▶ SET EXERCISE
Rename "boy riding bicycle" to "child riding bicycle" in the entries from the line with "segment --target=boy riding bicycle" to the line with "210L320 210L321 202L324", then write out those lines again with nothing else changed.

▶ Annotation dataset entries
▬▬▬▬▬▬▬▬▬▬

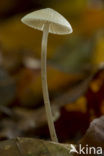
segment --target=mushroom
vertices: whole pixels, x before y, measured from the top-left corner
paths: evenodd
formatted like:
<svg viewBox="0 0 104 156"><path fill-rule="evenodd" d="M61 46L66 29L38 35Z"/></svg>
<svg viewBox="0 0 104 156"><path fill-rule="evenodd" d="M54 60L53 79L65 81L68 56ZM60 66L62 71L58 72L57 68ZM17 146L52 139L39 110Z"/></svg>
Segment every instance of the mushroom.
<svg viewBox="0 0 104 156"><path fill-rule="evenodd" d="M57 11L50 8L41 9L29 13L26 16L24 16L21 21L24 24L34 29L43 31L42 51L41 51L42 91L43 91L43 98L44 98L50 136L52 141L58 142L54 123L53 123L53 118L52 118L49 93L48 93L48 84L47 84L47 68L46 68L47 40L48 40L48 33L60 34L60 35L70 34L72 33L72 27L61 14L59 14Z"/></svg>

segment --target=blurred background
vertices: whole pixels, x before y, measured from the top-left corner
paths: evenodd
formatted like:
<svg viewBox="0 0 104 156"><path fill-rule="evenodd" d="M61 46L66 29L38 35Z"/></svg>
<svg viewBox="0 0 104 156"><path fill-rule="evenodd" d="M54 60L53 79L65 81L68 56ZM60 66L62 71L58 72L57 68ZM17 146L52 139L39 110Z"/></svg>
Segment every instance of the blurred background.
<svg viewBox="0 0 104 156"><path fill-rule="evenodd" d="M79 141L104 115L104 0L0 0L0 140L49 139L41 89L42 32L21 18L53 8L70 35L49 34L48 85L59 141Z"/></svg>

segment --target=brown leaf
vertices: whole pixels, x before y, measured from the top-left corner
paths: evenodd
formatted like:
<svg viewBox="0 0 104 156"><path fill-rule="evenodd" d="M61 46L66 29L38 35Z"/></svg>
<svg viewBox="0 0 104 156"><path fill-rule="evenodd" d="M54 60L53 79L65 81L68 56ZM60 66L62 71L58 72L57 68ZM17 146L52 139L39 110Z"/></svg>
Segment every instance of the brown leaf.
<svg viewBox="0 0 104 156"><path fill-rule="evenodd" d="M0 142L2 156L72 156L70 145L31 138L16 138Z"/></svg>

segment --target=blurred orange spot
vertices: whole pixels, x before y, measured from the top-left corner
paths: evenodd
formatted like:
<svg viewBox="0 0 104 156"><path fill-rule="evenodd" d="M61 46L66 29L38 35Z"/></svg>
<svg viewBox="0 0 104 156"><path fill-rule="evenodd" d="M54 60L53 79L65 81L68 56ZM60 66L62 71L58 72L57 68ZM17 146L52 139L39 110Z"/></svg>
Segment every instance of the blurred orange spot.
<svg viewBox="0 0 104 156"><path fill-rule="evenodd" d="M65 109L67 111L80 111L82 113L86 113L87 110L86 105L87 105L86 98L84 96L81 96L74 103L67 104L65 106Z"/></svg>

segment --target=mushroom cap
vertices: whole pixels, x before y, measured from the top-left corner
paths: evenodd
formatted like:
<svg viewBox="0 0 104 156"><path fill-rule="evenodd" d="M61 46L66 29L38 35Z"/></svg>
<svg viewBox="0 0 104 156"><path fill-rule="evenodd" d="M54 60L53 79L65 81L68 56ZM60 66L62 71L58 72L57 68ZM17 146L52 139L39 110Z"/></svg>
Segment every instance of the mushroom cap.
<svg viewBox="0 0 104 156"><path fill-rule="evenodd" d="M44 25L49 23L49 32L54 34L64 35L73 31L70 23L60 13L50 8L29 13L21 21L41 31L43 31Z"/></svg>

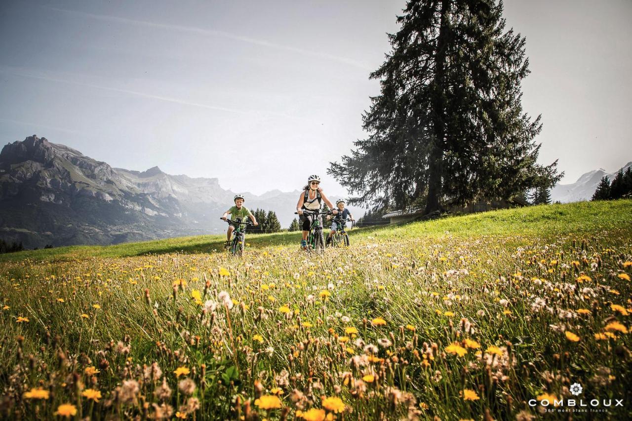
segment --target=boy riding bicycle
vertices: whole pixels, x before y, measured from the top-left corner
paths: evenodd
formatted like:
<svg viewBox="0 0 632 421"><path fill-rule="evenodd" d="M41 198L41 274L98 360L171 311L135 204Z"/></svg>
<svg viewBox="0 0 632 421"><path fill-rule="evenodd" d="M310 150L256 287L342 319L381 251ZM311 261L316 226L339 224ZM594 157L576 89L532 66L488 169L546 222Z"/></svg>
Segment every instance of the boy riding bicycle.
<svg viewBox="0 0 632 421"><path fill-rule="evenodd" d="M314 210L320 210L321 202L324 201L329 209L334 209L334 205L327 198L327 196L322 192L322 189L319 187L320 184L320 178L317 175L310 175L307 179L307 185L303 187L303 192L301 193L298 198L298 203L296 204L296 212L301 219L301 224L303 228L303 240L301 241L301 247L303 250L307 249L307 235L310 232L310 226L313 221L314 216L309 212ZM303 210L308 211L303 214ZM334 209L333 213L337 214L338 211ZM320 217L320 215L318 216Z"/></svg>
<svg viewBox="0 0 632 421"><path fill-rule="evenodd" d="M243 196L241 195L235 195L234 197L235 205L231 207L222 216L222 219L224 221L226 220L226 217L230 214L231 219L234 220L240 219L243 221L246 216L250 218L252 221L252 224L255 226L259 224L257 222L257 219L255 219L255 216L252 214L247 207L243 205L244 198ZM233 231L234 231L235 227L233 224L231 224L228 226L228 231L226 231L226 247L229 247L231 245L231 236L233 235Z"/></svg>
<svg viewBox="0 0 632 421"><path fill-rule="evenodd" d="M327 241L325 241L325 246L329 245L329 243L331 243L331 236L337 229L344 229L346 227L348 217L351 222L355 221L349 209L345 209L344 204L344 199L338 199L336 202L336 205L338 208L338 214L333 217L333 221L331 222L331 231L329 231L329 234L327 236ZM331 218L332 217L329 215L327 217L327 219Z"/></svg>

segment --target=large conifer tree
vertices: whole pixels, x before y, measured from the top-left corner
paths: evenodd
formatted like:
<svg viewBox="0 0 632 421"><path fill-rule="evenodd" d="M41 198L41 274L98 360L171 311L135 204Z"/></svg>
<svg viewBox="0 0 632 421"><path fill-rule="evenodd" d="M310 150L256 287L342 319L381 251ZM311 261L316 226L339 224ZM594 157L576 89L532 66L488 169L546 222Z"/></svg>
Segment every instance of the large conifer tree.
<svg viewBox="0 0 632 421"><path fill-rule="evenodd" d="M351 204L401 209L510 198L558 181L537 164L542 126L523 112L525 38L505 30L495 0L411 0L370 75L381 92L363 116L369 133L329 173Z"/></svg>

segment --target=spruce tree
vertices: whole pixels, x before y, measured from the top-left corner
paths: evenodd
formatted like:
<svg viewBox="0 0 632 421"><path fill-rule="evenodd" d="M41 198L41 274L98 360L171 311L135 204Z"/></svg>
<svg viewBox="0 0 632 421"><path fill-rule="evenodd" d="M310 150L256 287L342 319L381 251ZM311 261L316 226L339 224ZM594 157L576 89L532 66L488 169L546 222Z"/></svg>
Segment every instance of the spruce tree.
<svg viewBox="0 0 632 421"><path fill-rule="evenodd" d="M289 228L288 231L291 232L295 231L300 231L301 229L301 226L298 224L298 220L296 218L294 218L292 221L292 223L289 224Z"/></svg>
<svg viewBox="0 0 632 421"><path fill-rule="evenodd" d="M601 181L597 186L595 193L591 200L607 200L610 198L610 180L608 176L602 177Z"/></svg>
<svg viewBox="0 0 632 421"><path fill-rule="evenodd" d="M268 211L265 217L265 232L278 233L281 231L281 223L277 217L276 213L272 210Z"/></svg>
<svg viewBox="0 0 632 421"><path fill-rule="evenodd" d="M537 164L542 125L522 109L525 39L506 30L495 0L410 0L392 51L371 78L368 137L329 170L351 204L425 213L476 198L550 187L557 161Z"/></svg>
<svg viewBox="0 0 632 421"><path fill-rule="evenodd" d="M623 197L623 194L625 193L625 185L624 185L624 176L623 168L617 171L616 175L612 179L612 183L610 185L611 199L617 199Z"/></svg>

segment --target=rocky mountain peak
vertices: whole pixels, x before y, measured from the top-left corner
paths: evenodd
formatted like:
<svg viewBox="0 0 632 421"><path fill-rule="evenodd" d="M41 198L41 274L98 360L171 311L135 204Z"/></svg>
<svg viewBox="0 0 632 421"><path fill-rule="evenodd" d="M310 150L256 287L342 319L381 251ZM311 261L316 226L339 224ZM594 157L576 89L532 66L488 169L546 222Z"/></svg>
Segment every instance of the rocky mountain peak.
<svg viewBox="0 0 632 421"><path fill-rule="evenodd" d="M7 143L0 152L0 162L15 164L25 161L34 161L42 164L49 162L55 157L52 143L46 138L29 136L22 142Z"/></svg>

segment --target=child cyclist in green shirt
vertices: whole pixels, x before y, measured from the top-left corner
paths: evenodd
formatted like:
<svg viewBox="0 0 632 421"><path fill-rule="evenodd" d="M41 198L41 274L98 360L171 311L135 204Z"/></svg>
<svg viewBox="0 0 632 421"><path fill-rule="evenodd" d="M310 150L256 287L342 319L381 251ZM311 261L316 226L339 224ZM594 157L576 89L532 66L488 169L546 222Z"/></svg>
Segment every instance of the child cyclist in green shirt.
<svg viewBox="0 0 632 421"><path fill-rule="evenodd" d="M228 209L224 212L222 215L222 219L224 221L226 220L226 217L229 214L231 216L231 219L233 221L236 220L237 218L241 218L243 221L246 217L248 217L252 221L252 223L257 226L259 224L259 223L257 222L257 219L255 219L255 216L252 214L247 207L243 205L244 198L243 196L241 195L235 195L234 197L235 205L232 207L231 209ZM234 231L235 227L232 224L228 226L228 231L226 231L226 246L230 245L231 243L231 236L233 235L233 231Z"/></svg>

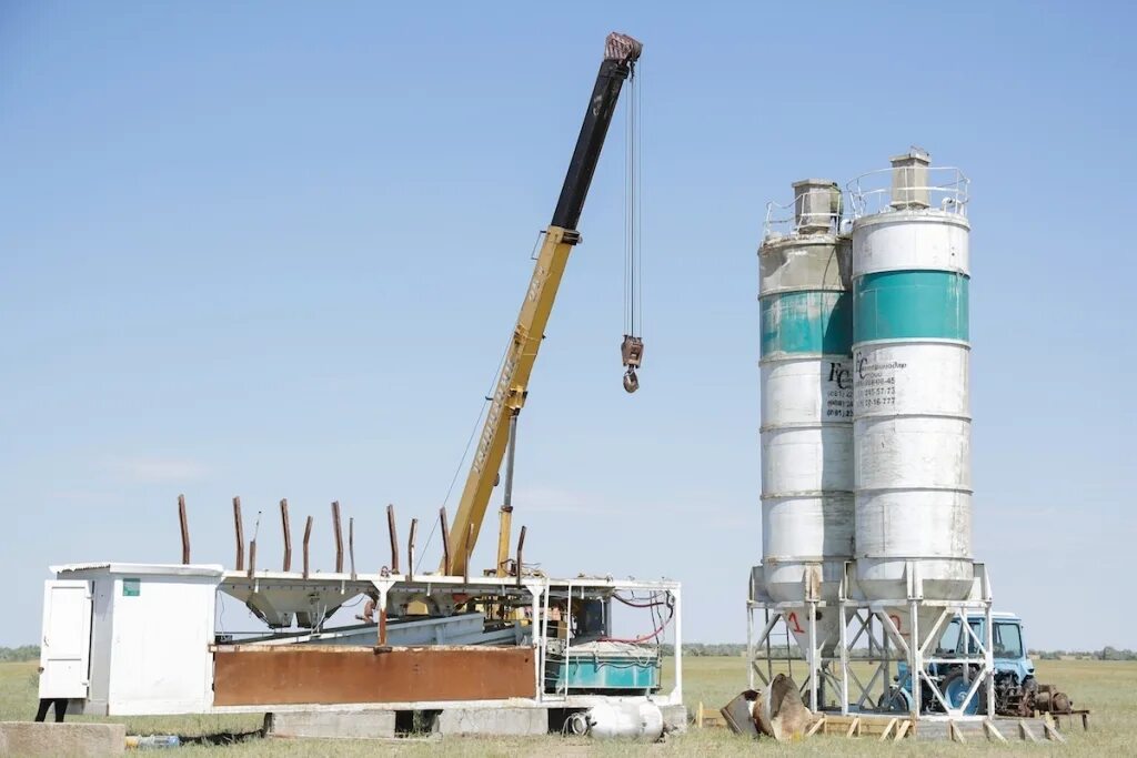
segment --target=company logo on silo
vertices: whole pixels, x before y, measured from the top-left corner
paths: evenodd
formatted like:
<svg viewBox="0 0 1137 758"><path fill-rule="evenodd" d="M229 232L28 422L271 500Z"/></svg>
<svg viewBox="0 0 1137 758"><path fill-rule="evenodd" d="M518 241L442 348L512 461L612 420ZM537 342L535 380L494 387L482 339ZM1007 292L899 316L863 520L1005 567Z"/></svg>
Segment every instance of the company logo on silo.
<svg viewBox="0 0 1137 758"><path fill-rule="evenodd" d="M825 391L825 418L853 418L853 374L845 364L829 363L829 383Z"/></svg>

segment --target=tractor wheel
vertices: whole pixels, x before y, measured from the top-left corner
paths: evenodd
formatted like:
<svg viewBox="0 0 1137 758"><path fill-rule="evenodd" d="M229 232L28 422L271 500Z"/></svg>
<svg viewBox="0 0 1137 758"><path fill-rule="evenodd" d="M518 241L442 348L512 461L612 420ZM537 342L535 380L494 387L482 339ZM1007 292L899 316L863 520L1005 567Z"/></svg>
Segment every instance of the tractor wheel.
<svg viewBox="0 0 1137 758"><path fill-rule="evenodd" d="M976 677L972 674L970 677L964 678L963 672L958 670L944 680L940 684L940 692L944 694L944 699L947 700L947 705L953 708L960 708L963 705L963 699L968 697L968 691L974 683ZM986 701L987 701L987 690L980 685L976 695L971 698L971 702L968 707L963 709L963 713L968 716L973 716L979 713L986 713Z"/></svg>
<svg viewBox="0 0 1137 758"><path fill-rule="evenodd" d="M911 714L912 693L902 686L894 688L877 700L877 710L886 714Z"/></svg>

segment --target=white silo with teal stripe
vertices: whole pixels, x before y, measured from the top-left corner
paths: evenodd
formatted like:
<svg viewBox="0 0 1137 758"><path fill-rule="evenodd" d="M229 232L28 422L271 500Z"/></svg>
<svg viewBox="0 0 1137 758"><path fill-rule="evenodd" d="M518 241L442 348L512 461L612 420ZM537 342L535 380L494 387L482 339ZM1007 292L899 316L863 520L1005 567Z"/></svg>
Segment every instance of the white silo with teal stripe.
<svg viewBox="0 0 1137 758"><path fill-rule="evenodd" d="M913 151L850 184L856 564L870 601L971 590L966 180ZM935 608L921 611L926 636Z"/></svg>
<svg viewBox="0 0 1137 758"><path fill-rule="evenodd" d="M853 340L849 240L838 236L840 190L794 184L785 226L767 215L761 265L762 582L790 607L787 626L808 649L805 601L836 603L853 555ZM777 209L777 206L771 205ZM831 655L836 609L818 619Z"/></svg>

▬▬▬▬▬▬▬▬▬▬

▶ SOLUTION TO THIS PROBLEM
segment --target=child riding bicycle
vertices: whole pixels, x before y, measured from the top-left corner
paths: evenodd
formatted like:
<svg viewBox="0 0 632 421"><path fill-rule="evenodd" d="M41 198L41 274L98 360L171 311L135 204Z"/></svg>
<svg viewBox="0 0 632 421"><path fill-rule="evenodd" d="M310 150L256 287L342 319L381 251ZM311 261L316 226L339 224ZM594 157L576 89L532 66L488 169L546 222Z"/></svg>
Segment every instance of the child riding bicycle.
<svg viewBox="0 0 632 421"><path fill-rule="evenodd" d="M314 210L320 210L321 202L324 201L329 209L334 209L334 205L327 198L327 196L322 192L322 189L319 187L320 184L320 178L317 175L310 175L307 179L307 185L303 187L303 192L301 193L298 198L298 203L296 204L296 212L301 219L301 224L303 228L303 240L301 241L301 247L303 250L307 249L307 235L310 232L310 226L313 221L314 216L309 212ZM303 210L308 211L303 214ZM334 209L333 213L337 214L338 211ZM320 217L320 215L318 216Z"/></svg>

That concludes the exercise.